## Begin RECORDS SUPPLIED
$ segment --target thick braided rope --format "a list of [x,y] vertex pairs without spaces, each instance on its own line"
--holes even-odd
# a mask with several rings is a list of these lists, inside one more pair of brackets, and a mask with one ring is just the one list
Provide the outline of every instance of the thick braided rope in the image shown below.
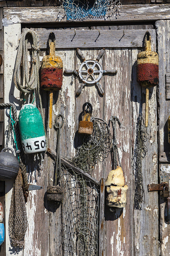
[[13,112],[14,120],[15,122],[15,125],[16,131],[16,134],[17,142],[18,145],[18,148],[19,149],[19,152],[18,152],[19,159],[19,164],[21,172],[23,175],[24,178],[24,187],[25,190],[28,191],[28,180],[27,179],[27,175],[26,175],[26,169],[25,163],[25,157],[24,152],[22,149],[22,147],[21,145],[21,142],[20,137],[19,130],[17,120],[17,109],[15,106],[12,103],[1,103],[0,104],[0,107],[12,107]]
[[118,123],[119,127],[122,125],[122,124],[120,122],[119,119],[117,116],[111,116],[110,117],[110,120],[112,123],[113,130],[113,164],[114,169],[115,170],[117,166],[117,159],[119,162],[119,166],[121,167],[120,158],[118,151],[118,148],[117,146],[117,132],[116,132],[116,121]]
[[[33,44],[32,45],[32,63],[30,76],[28,60],[28,39],[30,35],[33,38]],[[26,29],[21,34],[19,40],[14,73],[14,82],[17,88],[22,92],[22,94],[29,94],[29,99],[30,98],[30,94],[31,94],[33,96],[34,90],[37,90],[46,141],[47,143],[41,98],[40,93],[39,70],[40,68],[40,62],[39,50],[38,37],[37,34],[34,31],[28,28]],[[22,63],[23,70],[21,77],[20,67]],[[34,99],[34,97],[32,97],[32,103],[33,103]]]
[[[58,122],[60,117],[62,118],[62,122],[60,124]],[[62,114],[57,115],[54,123],[54,127],[57,129],[57,152],[56,159],[56,165],[55,174],[55,182],[54,185],[57,186],[58,184],[61,173],[61,159],[60,155],[60,135],[61,129],[64,123],[64,117]]]

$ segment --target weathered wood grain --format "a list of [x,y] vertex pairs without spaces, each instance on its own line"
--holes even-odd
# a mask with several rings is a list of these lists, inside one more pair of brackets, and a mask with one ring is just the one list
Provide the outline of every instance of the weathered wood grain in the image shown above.
[[[13,31],[15,33],[14,34]],[[18,39],[21,35],[21,25],[14,24],[11,27],[5,27],[4,29],[4,101],[5,103],[11,102],[15,105],[18,116],[20,109],[19,92],[15,88],[12,80],[15,59],[18,46]],[[9,65],[9,64],[10,64]],[[6,108],[5,108],[6,109]],[[5,115],[4,116],[4,127],[6,128],[8,124],[8,118]],[[5,138],[5,143],[6,138]],[[10,145],[11,147],[12,146]],[[13,148],[15,151],[15,146]],[[18,251],[11,246],[9,237],[8,230],[8,219],[11,200],[14,180],[10,180],[5,181],[5,241],[6,255],[16,255],[18,253],[18,256],[23,255],[22,250]]]
[[[170,144],[168,142],[167,119],[170,115],[170,101],[166,100],[166,74],[170,73],[170,21],[160,20],[155,23],[158,41],[159,54],[159,87],[158,91],[158,104],[159,108],[158,124],[158,147],[159,157],[163,152],[170,151]],[[160,164],[159,173],[161,177],[170,173],[169,164]],[[164,182],[162,179],[161,182]],[[164,221],[165,202],[163,197],[160,196],[159,200],[160,212],[160,233],[161,256],[168,255],[170,253],[169,234],[169,225]]]
[[[51,30],[37,31],[40,47],[47,48],[51,32],[57,38],[55,48],[77,48],[103,47],[142,47],[146,32],[151,29]],[[76,33],[76,34],[75,34]],[[100,33],[100,34],[99,34]],[[28,47],[31,47],[29,44]]]
[[160,152],[159,162],[170,162],[170,152]]
[[[41,29],[42,29],[39,28]],[[40,52],[40,55],[43,52]],[[46,110],[48,101],[45,92],[41,92],[45,125],[47,126],[47,114]],[[36,103],[39,100],[36,94]],[[33,155],[26,155],[26,164],[29,183],[42,186],[43,188],[29,192],[26,204],[28,227],[25,237],[23,256],[48,256],[49,233],[48,204],[45,196],[48,186],[48,159],[46,154],[43,154],[43,166],[40,169],[39,162],[34,161]],[[30,243],[31,241],[31,243]]]
[[[109,241],[106,244],[106,255],[111,256],[121,254],[132,256],[133,254],[133,176],[131,167],[131,130],[129,129],[131,124],[131,56],[129,49],[108,48],[106,50],[104,58],[105,68],[112,69],[114,67],[118,71],[115,76],[104,76],[105,119],[108,123],[111,116],[116,116],[126,127],[125,131],[121,132],[116,125],[120,161],[125,183],[129,187],[126,208],[113,208],[112,212],[109,207],[105,206],[106,233],[107,240]],[[111,124],[110,127],[112,131]],[[106,178],[113,169],[112,164],[109,156],[106,163]]]
[[[152,36],[152,49],[155,51],[155,33]],[[137,118],[143,113],[144,119],[145,92],[136,80],[136,60],[138,51],[132,50],[131,100],[132,110],[133,148],[136,145],[136,129]],[[158,193],[148,192],[148,184],[157,183],[158,157],[157,145],[157,116],[156,89],[150,90],[149,100],[148,127],[146,133],[147,140],[145,144],[148,152],[142,160],[143,183],[144,201],[141,204],[134,202],[134,250],[137,256],[159,255],[158,199]],[[134,170],[135,172],[135,170]],[[134,183],[135,181],[134,178]],[[135,193],[135,188],[134,193]]]
[[[13,23],[42,23],[65,22],[66,21],[63,10],[58,17],[59,8],[57,7],[4,7],[4,17]],[[92,21],[127,21],[144,20],[156,20],[170,18],[170,4],[127,4],[117,10],[115,14],[106,15],[104,18],[87,19],[86,22]],[[76,23],[79,21],[74,20]]]
[[170,99],[170,73],[166,74],[166,99]]

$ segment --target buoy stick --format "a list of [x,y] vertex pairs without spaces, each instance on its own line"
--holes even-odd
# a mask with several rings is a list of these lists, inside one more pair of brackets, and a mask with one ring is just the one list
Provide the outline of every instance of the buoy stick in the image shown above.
## End RECORDS SUPPLIED
PROBLEM STATEMENT - Rewrite all the rows above, changing every "buoy stick" to "mooring pole" and keeping everything else the same. Leave the picture out of your answer.

SOLUTION FOR THIS TASK -
$ segment --target thick braided rope --format "a list of [x,y] vertex pairs without spaces, each instance on its own line"
--holes even-odd
# a mask with several rings is a list of these lists, inside one more pair of brackets, and a mask with one ring is just the one list
Provide the outline of every instance of the thick braided rope in the image shown below.
[[13,112],[14,120],[15,122],[15,125],[16,131],[16,134],[17,142],[18,145],[18,148],[19,149],[19,152],[18,152],[19,159],[19,164],[21,172],[23,175],[24,178],[24,187],[25,190],[28,191],[28,180],[27,179],[27,175],[26,175],[26,169],[25,163],[25,157],[24,152],[22,149],[22,147],[21,145],[21,142],[20,137],[19,130],[17,120],[17,109],[15,106],[12,103],[1,103],[0,104],[0,107],[12,107]]
[[118,123],[119,127],[122,125],[122,124],[120,122],[119,119],[117,116],[111,116],[110,117],[110,120],[112,123],[113,130],[113,164],[114,169],[115,170],[117,166],[117,159],[119,162],[119,166],[121,167],[120,158],[118,151],[118,148],[117,146],[117,132],[116,132],[116,121]]
[[[33,44],[32,45],[32,63],[30,76],[28,60],[28,39],[30,35],[33,38]],[[26,29],[21,34],[19,40],[14,73],[14,82],[17,88],[22,92],[22,94],[29,94],[29,99],[30,98],[30,94],[31,94],[33,96],[34,90],[37,90],[46,141],[47,143],[41,98],[40,93],[39,70],[40,68],[40,62],[39,50],[38,37],[37,34],[34,31],[28,28]],[[22,63],[23,70],[21,77],[20,67]],[[34,99],[34,97],[32,97],[32,103],[33,103]]]
[[[58,122],[60,117],[62,118],[62,122],[60,124]],[[62,114],[57,115],[54,123],[54,127],[57,129],[57,152],[56,159],[56,165],[55,174],[55,182],[54,185],[57,186],[58,184],[61,173],[61,159],[60,155],[60,135],[61,129],[64,123],[64,117]]]

$ segment --target weathered wood grain --format "a list of [x,y] vertex pairs without spaces, each instance on its own line"
--holes even-odd
# a mask with several rings is a list of these lists, inside one more pair of brackets, and a mask with one ring is just the one list
Provide the outline of every instance of the weathered wood grain in the image shown above.
[[[13,31],[15,33],[14,34]],[[18,39],[21,35],[21,25],[14,24],[11,27],[5,27],[4,29],[4,101],[5,103],[11,102],[15,105],[18,116],[20,109],[19,92],[15,88],[12,80],[15,59],[18,46]],[[9,65],[9,64],[10,64]],[[6,108],[5,108],[6,109]],[[5,115],[4,116],[4,127],[6,128],[8,124],[8,118]],[[5,138],[5,143],[6,138]],[[10,145],[11,147],[12,146]],[[13,148],[15,151],[15,146]],[[18,251],[11,246],[9,237],[8,230],[8,219],[11,200],[14,180],[10,180],[5,181],[5,241],[6,255],[16,255],[18,253],[18,256],[23,255],[22,250]]]
[[[170,144],[168,142],[167,119],[170,115],[170,101],[166,100],[166,74],[170,73],[170,21],[160,20],[155,23],[158,41],[159,54],[159,87],[158,91],[158,104],[159,108],[158,124],[158,147],[159,157],[163,152],[170,151]],[[160,164],[159,173],[161,177],[170,173],[169,164]],[[164,182],[162,179],[161,182]],[[164,221],[165,202],[163,197],[160,196],[159,200],[160,212],[160,233],[161,256],[168,255],[170,253],[169,234],[169,225]]]
[[[51,30],[37,31],[40,47],[47,48],[51,32],[57,38],[55,48],[77,48],[103,47],[142,47],[146,32],[151,29]],[[76,33],[76,34],[75,34]],[[100,33],[100,34],[99,34]],[[28,47],[31,47],[29,44]]]
[[160,152],[159,162],[170,162],[170,152]]
[[[41,29],[42,29],[39,28]],[[40,52],[40,55],[43,52]],[[46,110],[48,101],[45,92],[41,92],[45,125],[47,126],[47,114]],[[36,103],[39,100],[36,94]],[[33,155],[26,155],[26,164],[29,183],[42,186],[43,188],[29,192],[26,204],[28,227],[25,237],[23,256],[48,256],[49,233],[48,204],[45,196],[48,186],[48,159],[46,154],[43,154],[43,166],[40,169],[39,162],[34,161]],[[30,243],[31,241],[31,243]]]
[[[109,241],[106,244],[106,255],[111,256],[121,254],[132,256],[133,254],[133,176],[131,167],[131,130],[129,129],[131,124],[131,56],[129,49],[108,48],[106,50],[104,58],[105,68],[112,69],[114,67],[118,71],[115,76],[104,76],[105,119],[108,123],[111,116],[116,116],[126,127],[125,131],[121,132],[116,125],[120,161],[125,183],[129,187],[126,208],[113,208],[112,212],[109,207],[105,206],[106,233],[107,240]],[[111,124],[110,127],[112,131]],[[106,178],[113,169],[112,164],[109,156],[106,163]]]
[[[152,36],[152,49],[155,51],[155,33]],[[137,118],[143,113],[144,119],[145,92],[136,80],[136,60],[138,51],[132,50],[131,100],[132,110],[133,148],[136,145],[136,129]],[[158,193],[148,192],[148,184],[157,183],[158,157],[157,145],[157,116],[156,89],[150,90],[149,100],[148,127],[146,133],[147,140],[145,144],[148,152],[142,160],[143,183],[144,201],[141,204],[134,202],[134,250],[137,256],[159,255],[158,199]],[[134,170],[135,172],[135,170]],[[134,183],[135,181],[134,178]],[[135,193],[135,188],[134,193]]]
[[[13,23],[42,23],[65,22],[66,21],[63,10],[58,17],[59,8],[57,7],[4,7],[4,17]],[[92,21],[127,21],[144,20],[156,20],[170,18],[170,4],[127,4],[117,10],[115,14],[106,15],[104,18],[87,19],[86,22]],[[76,23],[79,21],[74,20]]]
[[170,99],[170,73],[166,74],[166,99]]

$ segment --target mooring pole --format "a list of [x,y] vertex pairs without spaces, each instance on its own line"
--holes even-odd
# a mask with several rings is a list of these lists, inside one more pair of brackets, and a mask with one ring is just the one list
Provide the outline of every instance of the mooring pole in the image shown above.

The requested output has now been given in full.